Pick out and copy each line of the material below that contains the string "orange", matching uppercase and lowercase letters exactly.
** begin Provided records **
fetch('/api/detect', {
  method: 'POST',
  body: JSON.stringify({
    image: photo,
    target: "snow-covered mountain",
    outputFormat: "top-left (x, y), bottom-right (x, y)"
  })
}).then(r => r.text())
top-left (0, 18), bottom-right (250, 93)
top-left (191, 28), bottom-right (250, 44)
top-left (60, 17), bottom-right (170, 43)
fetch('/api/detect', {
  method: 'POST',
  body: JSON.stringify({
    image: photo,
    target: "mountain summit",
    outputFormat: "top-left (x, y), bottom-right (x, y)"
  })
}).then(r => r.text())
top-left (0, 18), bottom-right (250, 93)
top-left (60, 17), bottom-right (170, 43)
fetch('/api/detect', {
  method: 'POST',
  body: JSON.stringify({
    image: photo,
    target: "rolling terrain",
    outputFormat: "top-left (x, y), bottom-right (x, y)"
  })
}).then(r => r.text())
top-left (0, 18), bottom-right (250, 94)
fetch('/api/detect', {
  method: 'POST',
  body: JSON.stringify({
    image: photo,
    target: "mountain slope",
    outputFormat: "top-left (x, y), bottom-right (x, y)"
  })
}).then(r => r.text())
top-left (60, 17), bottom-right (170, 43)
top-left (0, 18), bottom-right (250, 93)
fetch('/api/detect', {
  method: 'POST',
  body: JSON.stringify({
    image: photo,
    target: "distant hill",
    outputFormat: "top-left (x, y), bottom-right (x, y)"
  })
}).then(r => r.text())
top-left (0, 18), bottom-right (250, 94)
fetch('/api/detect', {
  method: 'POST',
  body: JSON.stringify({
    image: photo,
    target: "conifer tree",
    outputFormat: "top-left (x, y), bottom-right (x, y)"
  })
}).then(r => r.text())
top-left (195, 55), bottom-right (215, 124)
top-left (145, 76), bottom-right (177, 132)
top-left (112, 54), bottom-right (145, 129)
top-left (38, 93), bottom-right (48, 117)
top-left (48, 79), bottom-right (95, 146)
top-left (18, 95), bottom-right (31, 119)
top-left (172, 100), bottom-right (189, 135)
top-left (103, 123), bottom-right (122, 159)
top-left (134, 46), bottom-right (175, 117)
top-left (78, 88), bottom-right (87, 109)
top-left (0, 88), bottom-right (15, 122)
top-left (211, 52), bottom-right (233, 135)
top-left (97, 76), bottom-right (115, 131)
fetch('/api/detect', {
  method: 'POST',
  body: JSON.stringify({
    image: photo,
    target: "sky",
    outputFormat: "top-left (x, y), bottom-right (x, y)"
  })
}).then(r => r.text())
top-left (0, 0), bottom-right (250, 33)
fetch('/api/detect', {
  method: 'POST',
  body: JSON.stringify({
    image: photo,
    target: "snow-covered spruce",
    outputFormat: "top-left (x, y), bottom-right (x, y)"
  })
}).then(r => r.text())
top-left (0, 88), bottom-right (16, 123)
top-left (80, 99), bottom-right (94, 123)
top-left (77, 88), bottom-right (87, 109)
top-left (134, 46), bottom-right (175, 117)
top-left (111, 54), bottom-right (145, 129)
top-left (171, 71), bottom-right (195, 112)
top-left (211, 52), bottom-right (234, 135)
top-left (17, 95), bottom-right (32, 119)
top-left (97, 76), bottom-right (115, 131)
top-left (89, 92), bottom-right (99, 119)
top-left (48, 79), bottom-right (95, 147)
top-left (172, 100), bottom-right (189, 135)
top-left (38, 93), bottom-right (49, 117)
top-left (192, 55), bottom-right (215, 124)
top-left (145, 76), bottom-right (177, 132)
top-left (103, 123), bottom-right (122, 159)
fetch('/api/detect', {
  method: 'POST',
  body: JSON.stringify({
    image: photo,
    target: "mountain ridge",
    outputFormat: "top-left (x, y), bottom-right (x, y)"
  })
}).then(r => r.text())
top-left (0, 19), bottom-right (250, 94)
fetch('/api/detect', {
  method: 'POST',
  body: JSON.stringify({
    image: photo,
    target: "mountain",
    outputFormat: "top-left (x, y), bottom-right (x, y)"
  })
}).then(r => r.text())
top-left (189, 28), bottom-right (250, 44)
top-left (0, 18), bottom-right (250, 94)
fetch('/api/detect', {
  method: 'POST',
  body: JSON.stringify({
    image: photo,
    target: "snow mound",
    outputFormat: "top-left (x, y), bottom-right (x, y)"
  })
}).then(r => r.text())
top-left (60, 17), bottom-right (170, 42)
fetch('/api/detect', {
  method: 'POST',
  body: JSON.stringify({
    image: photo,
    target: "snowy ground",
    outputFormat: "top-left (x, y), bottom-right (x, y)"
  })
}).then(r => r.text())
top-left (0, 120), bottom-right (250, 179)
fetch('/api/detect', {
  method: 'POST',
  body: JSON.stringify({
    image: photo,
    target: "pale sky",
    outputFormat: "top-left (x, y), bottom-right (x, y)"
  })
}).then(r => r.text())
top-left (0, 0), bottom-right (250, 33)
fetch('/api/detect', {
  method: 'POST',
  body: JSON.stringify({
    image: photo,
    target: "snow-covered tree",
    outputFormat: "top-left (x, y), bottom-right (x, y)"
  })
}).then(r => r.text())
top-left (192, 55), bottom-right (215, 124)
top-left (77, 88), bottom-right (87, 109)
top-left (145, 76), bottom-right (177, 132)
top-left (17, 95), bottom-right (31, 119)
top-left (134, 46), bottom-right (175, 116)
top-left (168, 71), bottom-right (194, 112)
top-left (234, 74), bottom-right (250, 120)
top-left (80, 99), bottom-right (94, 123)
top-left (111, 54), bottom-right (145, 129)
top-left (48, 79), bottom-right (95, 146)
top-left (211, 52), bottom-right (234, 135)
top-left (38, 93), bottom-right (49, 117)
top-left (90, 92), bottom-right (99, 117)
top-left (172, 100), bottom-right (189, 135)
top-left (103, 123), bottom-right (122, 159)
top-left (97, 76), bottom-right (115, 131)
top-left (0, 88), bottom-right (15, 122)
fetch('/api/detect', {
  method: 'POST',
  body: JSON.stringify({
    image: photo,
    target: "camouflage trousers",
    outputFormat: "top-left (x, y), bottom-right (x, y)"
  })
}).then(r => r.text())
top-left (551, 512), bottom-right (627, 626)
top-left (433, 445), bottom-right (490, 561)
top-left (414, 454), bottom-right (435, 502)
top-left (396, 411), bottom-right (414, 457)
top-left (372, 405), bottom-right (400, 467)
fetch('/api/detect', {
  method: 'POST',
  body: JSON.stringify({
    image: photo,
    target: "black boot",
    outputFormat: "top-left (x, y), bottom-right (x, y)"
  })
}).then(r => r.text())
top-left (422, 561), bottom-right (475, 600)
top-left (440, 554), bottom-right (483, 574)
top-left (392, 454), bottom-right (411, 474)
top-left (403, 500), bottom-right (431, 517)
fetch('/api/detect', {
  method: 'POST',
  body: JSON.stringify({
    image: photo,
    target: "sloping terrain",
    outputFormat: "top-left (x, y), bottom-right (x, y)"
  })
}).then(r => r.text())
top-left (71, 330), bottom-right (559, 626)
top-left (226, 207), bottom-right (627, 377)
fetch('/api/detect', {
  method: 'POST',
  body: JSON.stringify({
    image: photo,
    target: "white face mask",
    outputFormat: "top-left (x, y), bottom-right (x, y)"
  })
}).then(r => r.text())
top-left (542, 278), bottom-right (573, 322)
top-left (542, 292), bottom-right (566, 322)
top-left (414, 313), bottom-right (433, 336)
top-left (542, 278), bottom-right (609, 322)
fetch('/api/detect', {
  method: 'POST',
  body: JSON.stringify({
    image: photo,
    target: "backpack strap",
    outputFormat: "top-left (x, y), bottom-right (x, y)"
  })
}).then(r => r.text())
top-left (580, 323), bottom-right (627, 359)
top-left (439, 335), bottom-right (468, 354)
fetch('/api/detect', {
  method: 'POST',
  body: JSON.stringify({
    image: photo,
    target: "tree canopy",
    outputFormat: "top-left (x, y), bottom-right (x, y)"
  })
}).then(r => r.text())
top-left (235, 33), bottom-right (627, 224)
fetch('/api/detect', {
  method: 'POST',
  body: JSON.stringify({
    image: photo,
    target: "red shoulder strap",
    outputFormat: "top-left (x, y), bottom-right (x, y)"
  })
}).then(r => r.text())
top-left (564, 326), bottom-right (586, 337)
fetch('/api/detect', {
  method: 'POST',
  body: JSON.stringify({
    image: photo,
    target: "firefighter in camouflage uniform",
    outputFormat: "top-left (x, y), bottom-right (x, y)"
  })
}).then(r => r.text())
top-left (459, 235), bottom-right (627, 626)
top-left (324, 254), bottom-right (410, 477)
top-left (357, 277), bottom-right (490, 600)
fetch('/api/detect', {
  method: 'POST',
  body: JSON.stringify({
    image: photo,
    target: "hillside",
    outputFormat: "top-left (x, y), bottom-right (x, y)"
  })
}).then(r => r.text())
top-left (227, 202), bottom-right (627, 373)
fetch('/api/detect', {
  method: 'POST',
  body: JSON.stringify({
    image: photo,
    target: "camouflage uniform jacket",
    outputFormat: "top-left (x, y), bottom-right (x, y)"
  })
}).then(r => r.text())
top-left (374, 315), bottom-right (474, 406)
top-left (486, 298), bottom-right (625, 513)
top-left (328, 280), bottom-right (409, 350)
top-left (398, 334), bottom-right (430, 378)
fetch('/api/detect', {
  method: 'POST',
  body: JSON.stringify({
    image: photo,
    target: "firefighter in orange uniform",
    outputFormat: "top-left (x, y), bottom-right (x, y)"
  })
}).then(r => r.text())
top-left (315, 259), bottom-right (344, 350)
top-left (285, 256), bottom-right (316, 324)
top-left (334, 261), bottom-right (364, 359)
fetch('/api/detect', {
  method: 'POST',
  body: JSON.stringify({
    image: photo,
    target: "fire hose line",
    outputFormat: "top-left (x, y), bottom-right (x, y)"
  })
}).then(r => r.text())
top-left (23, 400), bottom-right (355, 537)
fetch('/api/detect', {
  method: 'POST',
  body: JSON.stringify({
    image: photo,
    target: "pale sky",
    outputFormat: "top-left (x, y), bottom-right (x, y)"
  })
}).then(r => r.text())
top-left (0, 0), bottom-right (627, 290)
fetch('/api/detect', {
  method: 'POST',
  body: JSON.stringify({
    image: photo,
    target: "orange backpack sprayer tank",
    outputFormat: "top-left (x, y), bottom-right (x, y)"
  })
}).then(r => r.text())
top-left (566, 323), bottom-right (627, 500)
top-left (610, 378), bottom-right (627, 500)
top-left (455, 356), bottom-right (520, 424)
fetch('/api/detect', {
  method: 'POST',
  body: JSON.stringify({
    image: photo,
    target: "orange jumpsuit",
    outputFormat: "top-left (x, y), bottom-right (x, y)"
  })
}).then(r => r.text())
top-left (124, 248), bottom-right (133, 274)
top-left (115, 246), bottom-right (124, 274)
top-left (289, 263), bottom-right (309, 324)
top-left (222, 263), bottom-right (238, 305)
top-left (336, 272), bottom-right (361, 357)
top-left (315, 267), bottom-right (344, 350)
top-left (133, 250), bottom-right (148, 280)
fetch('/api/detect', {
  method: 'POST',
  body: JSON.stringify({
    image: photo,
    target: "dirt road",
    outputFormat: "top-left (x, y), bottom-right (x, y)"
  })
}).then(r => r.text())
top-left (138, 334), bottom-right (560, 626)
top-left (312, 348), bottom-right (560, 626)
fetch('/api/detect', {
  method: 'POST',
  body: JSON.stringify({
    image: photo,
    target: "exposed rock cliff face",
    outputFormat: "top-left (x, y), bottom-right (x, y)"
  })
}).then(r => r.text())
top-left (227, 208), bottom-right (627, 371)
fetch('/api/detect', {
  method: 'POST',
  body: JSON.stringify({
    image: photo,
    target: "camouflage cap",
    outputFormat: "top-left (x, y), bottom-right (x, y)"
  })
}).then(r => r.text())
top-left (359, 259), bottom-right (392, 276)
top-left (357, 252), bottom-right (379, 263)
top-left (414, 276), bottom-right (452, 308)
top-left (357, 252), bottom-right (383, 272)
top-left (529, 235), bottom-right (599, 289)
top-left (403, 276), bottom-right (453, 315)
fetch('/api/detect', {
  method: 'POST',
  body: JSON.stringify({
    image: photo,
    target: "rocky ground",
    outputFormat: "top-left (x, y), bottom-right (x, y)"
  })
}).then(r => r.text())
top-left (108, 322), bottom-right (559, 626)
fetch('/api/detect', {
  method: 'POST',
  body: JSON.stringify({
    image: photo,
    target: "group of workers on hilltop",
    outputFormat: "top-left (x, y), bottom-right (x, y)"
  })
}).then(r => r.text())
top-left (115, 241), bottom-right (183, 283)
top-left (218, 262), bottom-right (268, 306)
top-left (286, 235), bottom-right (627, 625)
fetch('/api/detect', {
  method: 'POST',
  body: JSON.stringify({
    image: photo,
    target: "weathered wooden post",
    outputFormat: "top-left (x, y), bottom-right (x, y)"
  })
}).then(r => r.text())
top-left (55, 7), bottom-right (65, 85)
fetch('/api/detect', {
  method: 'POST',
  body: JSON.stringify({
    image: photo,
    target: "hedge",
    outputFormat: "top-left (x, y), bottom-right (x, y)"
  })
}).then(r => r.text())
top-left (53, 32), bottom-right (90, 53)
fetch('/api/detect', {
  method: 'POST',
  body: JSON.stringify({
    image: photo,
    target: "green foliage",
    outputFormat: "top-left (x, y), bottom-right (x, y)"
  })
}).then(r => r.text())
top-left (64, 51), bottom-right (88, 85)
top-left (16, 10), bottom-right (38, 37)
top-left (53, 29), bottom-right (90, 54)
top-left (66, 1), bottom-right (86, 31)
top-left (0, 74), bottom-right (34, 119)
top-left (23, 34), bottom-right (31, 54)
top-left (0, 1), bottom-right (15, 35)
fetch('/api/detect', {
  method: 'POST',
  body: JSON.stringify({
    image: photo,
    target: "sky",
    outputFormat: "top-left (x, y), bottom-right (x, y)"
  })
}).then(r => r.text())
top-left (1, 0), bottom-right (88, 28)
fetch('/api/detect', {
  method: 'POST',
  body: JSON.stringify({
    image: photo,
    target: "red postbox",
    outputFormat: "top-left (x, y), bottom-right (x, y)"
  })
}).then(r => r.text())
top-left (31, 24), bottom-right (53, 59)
** end Provided records **
» The solution:
    target: "firefighter in orange uniform",
    target: "orange backpack sprayer tank",
    target: "orange jumpsuit",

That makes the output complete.